(Items from a data source)
········
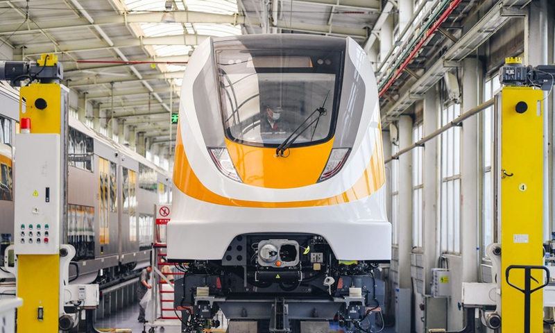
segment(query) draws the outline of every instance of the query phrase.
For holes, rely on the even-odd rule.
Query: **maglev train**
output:
[[[167,253],[185,272],[184,332],[216,326],[219,309],[230,332],[375,329],[391,227],[361,48],[300,34],[209,39],[180,98]]]
[[[3,250],[14,232],[13,160],[19,128],[19,92],[0,83],[0,234]],[[74,246],[73,260],[83,282],[117,283],[148,264],[155,203],[171,199],[171,174],[128,147],[70,117],[68,128],[67,219],[63,244]],[[2,256],[1,258],[3,258]],[[70,275],[76,277],[71,266]]]

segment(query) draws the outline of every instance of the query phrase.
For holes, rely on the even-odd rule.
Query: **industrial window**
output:
[[[92,171],[94,140],[75,128],[69,128],[67,162],[70,166]]]
[[[75,109],[69,108],[69,117],[75,118],[76,119],[79,119],[79,114],[77,112],[77,110]]]
[[[441,126],[461,114],[459,104],[441,112]],[[441,246],[442,252],[461,252],[461,128],[441,134]]]
[[[399,152],[399,146],[391,144],[391,155]],[[393,160],[391,165],[391,229],[393,244],[399,244],[399,160]]]
[[[169,203],[168,187],[161,182],[158,183],[158,203]]]
[[[499,76],[495,76],[486,81],[484,101],[488,101],[500,87]],[[482,125],[482,257],[486,257],[486,247],[495,241],[493,234],[493,193],[491,164],[493,147],[493,107],[488,108],[481,112]]]
[[[422,139],[422,123],[413,128],[413,142]],[[422,155],[424,148],[418,147],[412,151],[412,246],[421,248],[422,241],[422,197],[424,195]]]
[[[139,188],[157,192],[157,180],[158,174],[155,171],[142,163],[139,164]]]

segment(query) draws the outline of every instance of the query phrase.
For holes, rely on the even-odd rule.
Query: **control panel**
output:
[[[15,144],[15,253],[56,254],[61,208],[60,135],[18,134]]]

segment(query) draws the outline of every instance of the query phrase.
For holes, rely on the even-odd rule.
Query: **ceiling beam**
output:
[[[87,60],[99,60],[99,61],[105,61],[108,60],[110,61],[112,59],[85,59]],[[121,62],[121,59],[114,59],[114,62]],[[143,58],[139,59],[133,59],[130,60],[130,62],[137,61],[139,62],[187,62],[189,61],[189,56],[171,56],[168,57],[149,57],[149,58]],[[141,64],[134,64],[134,63],[121,63],[121,62],[114,62],[114,63],[83,63],[83,62],[77,62],[76,61],[62,61],[64,64],[64,75],[71,74],[74,72],[78,72],[83,70],[86,69],[110,69],[113,67],[120,67],[124,66],[133,66]],[[163,64],[163,65],[182,65],[185,66],[187,64]]]
[[[74,44],[33,46],[28,44],[24,49],[25,56],[36,57],[42,53],[65,53],[82,52],[85,51],[106,50],[145,45],[198,45],[210,36],[200,35],[177,35],[173,36],[147,37],[142,38],[128,38],[112,40],[110,46],[107,42],[83,42]],[[20,45],[21,46],[21,45]],[[14,56],[21,57],[23,51],[21,47],[13,50]]]
[[[158,101],[154,99],[153,98],[151,99],[151,105],[158,105]],[[162,103],[165,103],[169,107],[170,103],[169,100],[162,100]],[[117,103],[114,103],[114,106],[112,107],[112,103],[110,102],[108,103],[102,103],[100,104],[99,108],[100,110],[117,110],[117,109],[126,109],[128,108],[148,108],[148,100],[141,100],[141,101],[118,101]],[[160,103],[161,104],[161,103]],[[174,105],[179,105],[179,99],[174,99],[173,101]],[[177,110],[177,109],[176,109]],[[168,111],[166,111],[166,112]],[[115,115],[114,117],[116,117]]]
[[[352,1],[352,0],[350,0]],[[162,15],[164,12],[125,13],[123,15],[114,15],[97,16],[94,22],[91,24],[86,18],[75,18],[63,20],[49,20],[39,22],[39,24],[31,22],[26,24],[26,28],[17,30],[19,24],[0,24],[0,35],[15,34],[42,33],[46,30],[74,30],[78,28],[94,28],[94,26],[108,24],[125,24],[130,23],[160,23]],[[246,18],[239,15],[225,15],[210,12],[192,12],[188,10],[174,10],[176,23],[209,23],[215,24],[246,24]],[[259,24],[258,19],[250,17],[253,24]]]
[[[99,74],[101,75],[101,73]],[[171,80],[172,78],[183,78],[185,71],[170,71],[167,73],[160,73],[157,74],[144,75],[143,80]],[[126,82],[135,83],[139,80],[137,76],[129,75],[126,76],[111,77],[105,78],[99,78],[98,76],[83,78],[80,80],[68,80],[66,85],[70,88],[83,87],[89,85],[108,85],[112,82],[114,83],[122,83]]]
[[[310,24],[300,22],[278,21],[276,28],[287,30],[294,30],[306,33],[332,33],[345,37],[367,38],[368,32],[366,28],[347,28],[339,26],[327,26],[323,24]]]
[[[177,111],[177,109],[176,109]],[[169,112],[167,110],[163,108],[154,108],[151,109],[150,110],[126,110],[126,111],[117,111],[112,114],[112,118],[123,118],[126,117],[126,119],[130,119],[135,117],[144,117],[144,116],[150,116],[151,114],[165,114],[169,116]]]
[[[171,130],[176,130],[178,128],[177,123],[171,124]],[[159,130],[159,131],[169,131],[169,124],[166,125],[158,125],[158,126],[136,126],[135,128],[135,133],[137,132],[149,132],[153,130]]]
[[[171,133],[172,137],[177,137],[176,135],[173,133]],[[144,137],[169,137],[169,131],[167,133],[165,133],[164,131],[162,132],[145,132]]]
[[[307,5],[321,5],[332,6],[335,7],[343,7],[355,10],[370,10],[373,12],[379,12],[382,9],[382,4],[378,0],[282,0],[284,2],[291,2],[294,3],[306,3]],[[286,7],[287,8],[287,7]]]
[[[113,96],[114,97],[122,97],[122,96],[137,96],[137,95],[148,95],[150,94],[163,94],[166,92],[176,92],[176,88],[173,87],[163,87],[159,88],[155,88],[154,90],[152,92],[149,92],[148,90],[144,89],[135,89],[133,90],[130,89],[118,89],[114,92]],[[87,99],[111,99],[112,94],[110,94],[110,92],[89,92],[87,95]],[[153,101],[154,101],[153,99]]]
[[[125,117],[123,118],[121,120],[123,121],[123,123],[126,126],[137,126],[139,125],[142,125],[144,123],[169,123],[170,117],[169,113],[166,114],[151,114],[152,117],[157,117],[155,119],[153,119],[152,117],[148,118],[137,118],[133,119],[131,117]],[[160,118],[160,116],[163,116],[163,118]],[[148,117],[148,116],[140,116],[143,117]]]

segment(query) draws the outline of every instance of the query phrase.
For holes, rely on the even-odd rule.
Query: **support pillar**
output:
[[[87,95],[88,94],[87,92],[83,92],[82,94],[79,94],[77,100],[77,114],[79,121],[83,123],[87,121]]]
[[[119,144],[123,144],[126,142],[125,123],[125,120],[117,119],[117,141]]]
[[[92,128],[100,131],[100,103],[92,105]]]
[[[144,132],[137,133],[137,153],[142,155],[143,157],[146,157],[146,151],[145,149]]]
[[[128,126],[129,129],[129,148],[135,151],[137,148],[136,133],[135,132],[135,126]]]
[[[412,144],[412,119],[399,117],[399,147]],[[412,153],[399,157],[399,288],[411,288],[412,250]]]
[[[527,16],[526,26],[524,26],[524,65],[537,66],[538,65],[549,65],[549,8],[548,0],[533,0],[528,6],[529,13]],[[543,92],[543,108],[549,110],[551,108],[547,99],[548,92]],[[551,114],[551,112],[546,112]],[[549,119],[543,119],[543,182],[546,186],[543,189],[543,241],[551,239],[549,228],[555,230],[551,225],[549,220],[549,189],[552,182],[549,177],[549,155],[551,150],[549,146]],[[555,208],[555,201],[553,203]]]
[[[429,135],[439,127],[439,100],[436,89],[428,90],[424,96],[424,136]],[[432,267],[436,266],[436,258],[439,257],[439,238],[436,230],[437,203],[438,203],[438,153],[439,153],[439,137],[426,142],[424,146],[422,159],[423,211],[422,211],[422,244],[426,268],[425,281],[432,281]],[[426,294],[432,293],[429,283],[425,284]]]
[[[399,4],[399,32],[402,31],[411,20],[414,12],[413,0],[398,0]]]
[[[393,45],[393,15],[388,15],[379,31],[379,61],[387,61],[386,56]]]

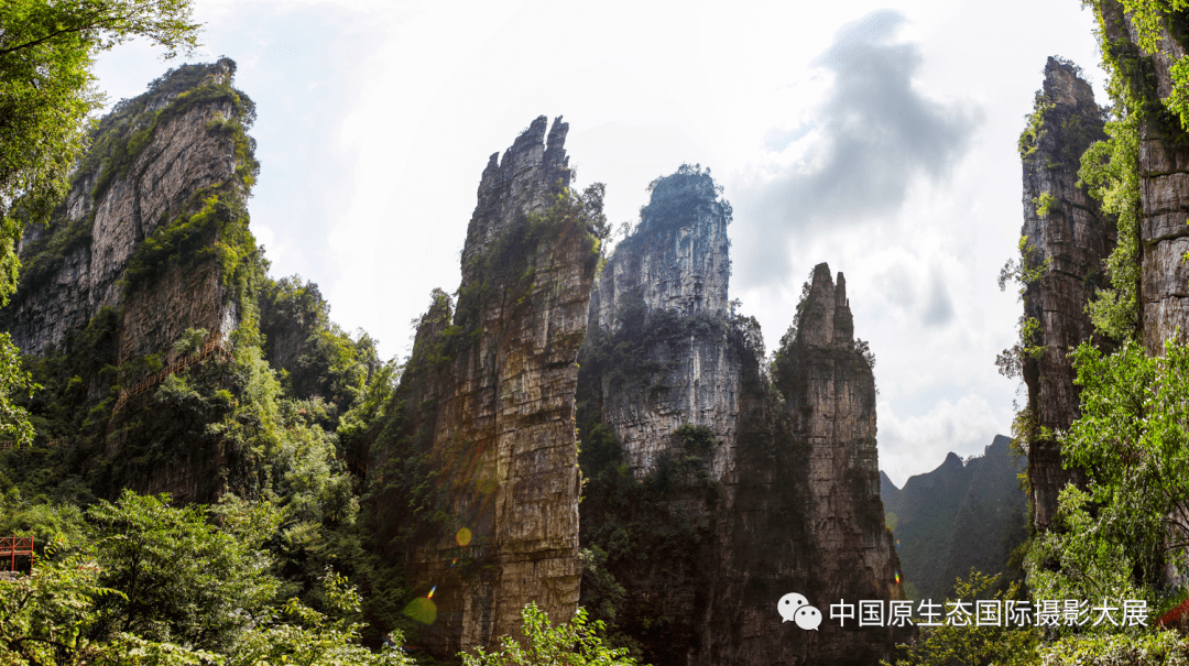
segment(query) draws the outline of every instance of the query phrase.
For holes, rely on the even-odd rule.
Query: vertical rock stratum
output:
[[[177,429],[194,435],[185,439],[130,416],[147,392],[125,395],[176,366],[189,329],[226,348],[263,276],[244,206],[259,168],[245,133],[256,112],[233,88],[234,73],[227,58],[182,65],[115,105],[49,227],[29,227],[20,243],[21,278],[0,328],[24,353],[77,373],[86,398],[71,409],[87,414],[108,401],[80,431],[102,446],[102,464],[88,466],[105,491],[206,502],[245,478],[227,469],[235,457],[202,434],[212,413],[201,423],[175,415]]]
[[[875,379],[842,274],[835,282],[818,264],[799,309],[772,369],[782,400],[742,417],[711,620],[693,664],[875,664],[907,639],[905,629],[829,620],[791,632],[772,617],[791,591],[824,617],[835,603],[904,598],[879,494]],[[744,392],[757,406],[755,389]]]
[[[1139,325],[1149,353],[1160,354],[1177,334],[1189,339],[1189,140],[1176,114],[1165,108],[1174,89],[1172,65],[1185,57],[1184,19],[1157,20],[1157,52],[1138,44],[1139,30],[1116,0],[1096,2],[1103,56],[1125,68],[1125,84],[1138,100],[1139,240],[1143,257]],[[1174,25],[1170,33],[1168,25]]]
[[[1024,165],[1023,260],[1043,268],[1024,291],[1024,316],[1038,329],[1027,341],[1040,356],[1021,353],[1028,389],[1030,428],[1069,428],[1078,415],[1074,367],[1067,353],[1093,335],[1086,306],[1105,283],[1102,262],[1115,245],[1114,225],[1105,222],[1099,202],[1076,186],[1081,156],[1106,139],[1102,111],[1089,83],[1068,62],[1050,57],[1037,107],[1020,138]],[[1028,485],[1033,523],[1046,529],[1067,483],[1084,483],[1084,473],[1063,466],[1061,445],[1036,434],[1028,446]]]
[[[553,621],[578,603],[574,362],[602,193],[568,193],[568,126],[556,119],[548,139],[546,126],[537,118],[491,156],[458,307],[435,293],[371,446],[371,473],[386,483],[379,542],[430,596],[416,640],[442,658],[515,635],[529,602]],[[410,498],[423,511],[410,515]]]
[[[659,178],[591,297],[583,604],[655,666],[870,664],[887,629],[776,614],[794,591],[824,612],[902,596],[845,284],[814,270],[769,383],[759,325],[728,302],[730,213],[706,171]]]
[[[20,289],[0,326],[24,353],[59,347],[105,307],[122,308],[121,362],[168,348],[187,328],[235,328],[237,303],[216,262],[197,270],[141,266],[159,269],[151,284],[145,275],[126,275],[159,227],[220,191],[246,194],[251,183],[237,171],[256,165],[237,145],[234,125],[254,111],[231,87],[234,70],[226,58],[172,70],[100,121],[59,214],[21,239]],[[214,235],[203,240],[215,243]]]

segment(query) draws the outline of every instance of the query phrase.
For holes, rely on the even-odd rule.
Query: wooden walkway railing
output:
[[[30,571],[33,568],[33,538],[32,536],[0,536],[0,558],[8,555],[8,571],[17,571],[17,555],[29,555]]]
[[[119,411],[121,407],[124,407],[124,403],[127,402],[130,397],[147,391],[149,389],[159,384],[163,379],[165,379],[165,377],[169,377],[174,372],[184,370],[196,363],[202,363],[208,356],[215,352],[219,352],[220,354],[224,356],[224,358],[226,358],[227,354],[229,353],[229,350],[227,350],[222,345],[222,341],[224,341],[222,331],[215,331],[214,338],[212,338],[207,344],[202,345],[202,347],[197,351],[197,353],[175,360],[174,363],[170,363],[165,367],[162,367],[159,371],[150,375],[149,377],[145,377],[131,389],[125,389],[120,391],[120,397],[115,400],[115,408],[112,409],[112,416],[115,416],[115,413]]]

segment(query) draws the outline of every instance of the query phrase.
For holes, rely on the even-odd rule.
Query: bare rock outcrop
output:
[[[1115,245],[1114,225],[1105,222],[1099,202],[1076,186],[1082,153],[1106,139],[1102,112],[1089,83],[1068,62],[1049,58],[1037,108],[1020,152],[1024,164],[1024,262],[1043,269],[1027,284],[1024,316],[1039,328],[1030,345],[1043,356],[1023,354],[1031,427],[1057,432],[1078,415],[1078,389],[1068,352],[1094,333],[1087,301],[1105,282],[1103,260]],[[1061,445],[1039,434],[1028,447],[1028,485],[1033,522],[1046,529],[1067,483],[1084,483],[1084,473],[1065,469]]]
[[[182,65],[115,105],[49,227],[26,228],[20,243],[20,282],[0,328],[24,353],[77,373],[86,398],[76,408],[108,401],[78,433],[105,458],[94,465],[100,492],[209,502],[237,478],[213,438],[156,441],[128,416],[181,367],[176,345],[188,329],[227,348],[251,276],[263,274],[244,205],[258,170],[245,133],[254,106],[234,73],[228,58]],[[185,421],[189,432],[205,432],[207,417]]]
[[[372,446],[380,478],[420,459],[419,475],[434,479],[426,505],[439,517],[400,554],[434,604],[415,640],[442,658],[515,635],[529,602],[555,622],[578,603],[574,362],[598,259],[590,222],[600,213],[565,190],[567,125],[555,120],[548,143],[546,125],[537,118],[484,170],[458,307],[436,293],[394,421]],[[394,505],[382,544],[409,529],[400,511],[410,494],[380,495],[382,510]]]
[[[908,630],[826,620],[817,632],[773,618],[788,592],[830,605],[902,599],[883,526],[875,379],[853,337],[845,281],[819,264],[797,334],[778,351],[781,402],[744,389],[732,496],[718,528],[710,612],[691,664],[875,664]],[[724,633],[722,627],[732,627]]]

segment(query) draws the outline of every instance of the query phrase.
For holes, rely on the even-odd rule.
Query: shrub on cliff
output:
[[[501,636],[501,651],[487,654],[479,648],[476,654],[463,653],[463,666],[636,666],[624,648],[603,645],[603,623],[586,624],[586,611],[578,609],[570,622],[554,627],[535,603],[521,610],[526,641]]]
[[[134,37],[165,57],[197,46],[190,0],[15,0],[0,12],[0,300],[17,285],[14,244],[65,194],[84,145],[87,114],[102,102],[93,57]]]

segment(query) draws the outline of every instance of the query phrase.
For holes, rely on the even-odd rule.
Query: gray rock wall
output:
[[[209,73],[202,83],[229,83],[234,67],[231,61],[207,67]],[[133,125],[147,122],[149,114],[169,106],[181,92],[147,93],[145,108]],[[77,177],[64,202],[64,215],[52,228],[26,230],[21,241],[25,262],[37,240],[61,233],[67,226],[88,225],[89,240],[76,244],[61,268],[39,285],[21,289],[0,314],[0,326],[12,333],[13,343],[24,353],[44,356],[54,351],[68,332],[86,326],[102,307],[125,307],[121,362],[168,350],[187,328],[225,333],[234,329],[238,308],[212,272],[214,265],[195,275],[170,275],[159,287],[141,290],[130,303],[125,303],[120,283],[136,247],[163,220],[185,212],[200,189],[234,178],[238,163],[233,139],[207,127],[216,115],[234,117],[231,102],[196,105],[165,117],[126,175],[114,178],[97,199],[93,188],[102,163]]]
[[[1078,389],[1067,353],[1089,340],[1093,325],[1086,306],[1093,281],[1106,283],[1103,260],[1115,245],[1113,225],[1102,220],[1099,202],[1076,187],[1081,155],[1106,139],[1102,113],[1094,92],[1075,68],[1049,58],[1040,90],[1043,114],[1032,149],[1023,156],[1024,228],[1033,265],[1049,270],[1024,294],[1024,314],[1040,323],[1036,345],[1039,359],[1026,356],[1024,381],[1036,426],[1065,429],[1078,415]],[[1045,529],[1057,510],[1057,495],[1069,482],[1084,483],[1084,473],[1067,470],[1061,445],[1036,435],[1028,450],[1028,484],[1033,522]]]

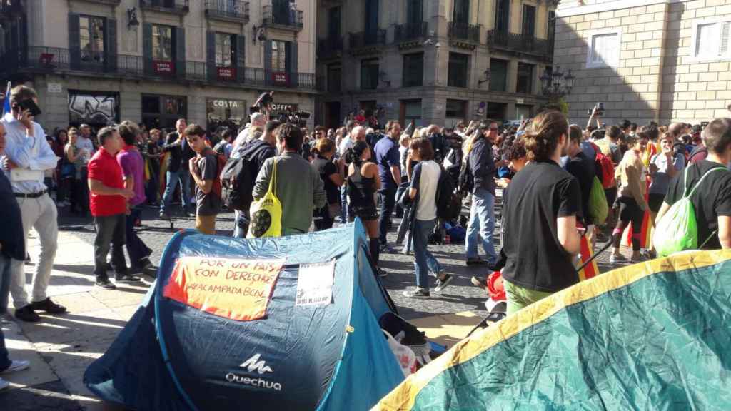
········
Update everything from the start of the records down through the line containing "[[[15,144],[15,253],[56,254],[61,208],[60,135],[18,134]]]" by replacing "outline" with "contour", keeping all else unchanged and leaving out the pictures.

segment(query) draws the contour of every instance of the query phrase.
For holes, rely on the even-odd rule.
Query: **maglev train**
output:
[[[167,253],[185,272],[184,332],[216,326],[219,309],[230,332],[375,329],[391,227],[361,48],[300,34],[209,39],[180,98]]]
[[[3,250],[14,232],[13,160],[19,128],[19,92],[0,83],[0,234]],[[74,246],[73,260],[83,282],[117,283],[148,264],[155,203],[171,199],[171,174],[128,147],[70,117],[68,128],[67,219],[63,244]],[[2,256],[1,258],[3,258]],[[70,275],[76,277],[71,266]]]

segment(query) draws the contour of every instance of the query phrase.
For holes, rely on the even-odd rule.
Query: **industrial window**
output:
[[[92,171],[94,140],[75,128],[69,128],[67,162],[70,166]]]
[[[75,109],[69,108],[69,117],[75,118],[76,119],[79,119],[79,114],[77,112],[77,110]]]
[[[441,126],[461,114],[459,104],[441,112]],[[441,246],[442,252],[461,252],[461,128],[441,134]]]
[[[399,152],[399,146],[391,144],[391,155]],[[393,160],[391,165],[391,229],[393,244],[399,244],[399,160]]]
[[[169,203],[168,187],[161,182],[158,183],[158,203]]]
[[[499,76],[495,76],[486,81],[484,101],[488,101],[500,87]],[[482,125],[482,257],[486,257],[486,247],[495,241],[493,234],[493,193],[491,164],[493,147],[493,107],[488,108],[481,112]]]
[[[422,139],[422,123],[413,128],[413,142]],[[422,155],[424,148],[418,147],[412,151],[412,246],[421,248],[422,241],[422,197],[424,195]]]
[[[139,188],[157,192],[157,180],[158,174],[155,171],[142,163],[139,164]]]

segment(query) draws the contour of every instance of the query phrase.
For holes, rely on the even-odd rule.
Query: **control panel**
output:
[[[15,144],[15,253],[56,254],[61,208],[60,135],[18,134]]]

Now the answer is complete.